[Collected data entries]
+--
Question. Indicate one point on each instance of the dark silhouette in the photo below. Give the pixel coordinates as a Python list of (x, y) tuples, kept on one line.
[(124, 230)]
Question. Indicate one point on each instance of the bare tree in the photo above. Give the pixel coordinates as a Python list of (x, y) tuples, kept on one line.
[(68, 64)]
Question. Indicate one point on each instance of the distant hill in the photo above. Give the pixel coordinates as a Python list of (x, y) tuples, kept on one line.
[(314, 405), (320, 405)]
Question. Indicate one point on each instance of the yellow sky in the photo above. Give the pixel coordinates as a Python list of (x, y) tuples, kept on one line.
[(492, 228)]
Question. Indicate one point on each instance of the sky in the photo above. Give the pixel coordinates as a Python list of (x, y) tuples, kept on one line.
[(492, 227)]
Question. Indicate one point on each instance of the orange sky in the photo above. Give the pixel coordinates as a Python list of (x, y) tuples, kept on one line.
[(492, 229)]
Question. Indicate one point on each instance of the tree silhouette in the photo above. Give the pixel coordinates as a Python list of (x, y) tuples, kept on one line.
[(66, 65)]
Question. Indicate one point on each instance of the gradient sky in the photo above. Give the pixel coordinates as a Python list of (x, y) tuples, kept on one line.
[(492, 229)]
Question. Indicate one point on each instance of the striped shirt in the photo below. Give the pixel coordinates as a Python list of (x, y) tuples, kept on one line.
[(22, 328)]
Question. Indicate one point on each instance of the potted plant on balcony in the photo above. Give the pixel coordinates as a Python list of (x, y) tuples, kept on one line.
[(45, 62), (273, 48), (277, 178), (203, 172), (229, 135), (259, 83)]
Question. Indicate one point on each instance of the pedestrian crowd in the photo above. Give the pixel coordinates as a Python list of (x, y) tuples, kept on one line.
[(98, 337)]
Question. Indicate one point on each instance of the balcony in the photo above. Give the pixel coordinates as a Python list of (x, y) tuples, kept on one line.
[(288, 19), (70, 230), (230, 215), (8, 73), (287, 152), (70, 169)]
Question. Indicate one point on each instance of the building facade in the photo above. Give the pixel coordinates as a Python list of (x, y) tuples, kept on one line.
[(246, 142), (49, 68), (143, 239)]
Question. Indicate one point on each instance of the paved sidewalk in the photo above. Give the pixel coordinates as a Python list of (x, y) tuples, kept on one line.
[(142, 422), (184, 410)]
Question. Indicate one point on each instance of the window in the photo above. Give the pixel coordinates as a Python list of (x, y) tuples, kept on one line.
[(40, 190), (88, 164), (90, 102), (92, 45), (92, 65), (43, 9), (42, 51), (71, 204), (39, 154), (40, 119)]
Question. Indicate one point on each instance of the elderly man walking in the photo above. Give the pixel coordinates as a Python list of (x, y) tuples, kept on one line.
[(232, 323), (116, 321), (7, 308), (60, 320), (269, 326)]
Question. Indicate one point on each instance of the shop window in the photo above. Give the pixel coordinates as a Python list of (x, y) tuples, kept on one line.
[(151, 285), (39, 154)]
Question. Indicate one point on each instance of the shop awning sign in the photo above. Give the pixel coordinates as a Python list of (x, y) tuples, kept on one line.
+--
Repeat the records above with every character intact.

Question. Indicate one point on each instance of the dark silhouette in the photo below. Give the pixel coordinates as a Python list of (x, y) tuples, kept on one line.
[(124, 230)]
Question. Indicate one point on each instance of the bare tree in the photo above. Give the pixel coordinates as a Python list of (x, y) tuples, kept on one line.
[(68, 64)]
Question. Indicate one point on each instance of the distant hill in the photo above. Give the pixel coordinates as a Python list of (x, y) tuples, kept on one line.
[(314, 405), (320, 405)]
Question. Indicate one point on each instance of the yellow sky in the photo above. Give the pixel coordinates as a Python list of (x, y) tuples, kept on one line.
[(492, 228)]
Question. Indicate one point on each instance of the sky in the photo above. Give the pixel coordinates as a Python list of (x, y) tuples, kept on one line.
[(492, 227)]
Question. Indicate one point on each instance of the orange sky in the photo above. Give the pixel coordinates as a Python list of (x, y) tuples, kept on one line.
[(492, 229)]
Question. Indicate one point on each instance of the tree silhouette in the photo above. Give the pixel coordinates as a Python list of (x, y) tuples, kept on one line.
[(66, 65)]
Question. Indicate one point on each instance of the gradient sky in the photo above. Give the pixel coordinates as a Python list of (x, y) tuples, kept on one line.
[(492, 229)]
Question. Indicate one point on each instance of the striped shirt in the photo below. Give the pixel coordinates as a Python list of (x, y) tuples, kept on one line.
[(22, 328)]
Question. Indicate one point on each instance of the potted plant on balcony in the photo above. Give the pixel coordinates as a Python list of (x, y) tuples, kept on one line.
[(45, 62), (273, 48), (277, 178), (203, 172), (229, 135), (259, 83)]
Question. Indicate one point on each instance of the pedestrian crowd in the photo above. Give the pixel coordinates as a Python list of (x, y) tuples, kept on one line.
[(98, 337)]
Question. Indicate one point on each instance of the balcony in the photo above. Give the pixel coordinates as a Python list of (x, y) tuples, kept on one line.
[(288, 19), (70, 230), (230, 215), (8, 73), (287, 152), (70, 169)]
Question. Indicate one point on each instance of the building facade in the photo above. Give the pixel coordinates as a Python list of (x, y) tuples, kept on one line.
[(246, 142), (49, 68), (143, 239)]
Question. Indicate one point on each instance of the paved sidewalk in the photo above. Give the pixel coordinates as a Python list of (x, y) tuples, kept on one line.
[(142, 422), (184, 410)]
Question. Indicate one point on each instance of the window in the photo above. Give the pixel coordinates as a Python list of (x, y) tuples, kept on one line.
[(40, 190), (88, 164), (90, 102), (92, 45), (92, 65), (43, 9), (42, 51), (71, 204), (39, 154), (40, 119)]
Question. Indicate one point on each instance of the elderly man walking in the photo above. Give the pixel coordinates as a Python list of (x, y) tuples, kept on one line.
[(232, 323), (116, 321), (7, 308), (60, 320), (269, 326)]
Question. Indicate one point on each instance of the shop window in the photo above. Give the pixel coordinates as a Python list of (x, y) tuples, kept on one line.
[(151, 285), (39, 154)]
Question. Indicate one point on each instance of the shop awning sign in the photo above. Give the pixel coordinates as a Python list of (x, y) tuples, kept on one line.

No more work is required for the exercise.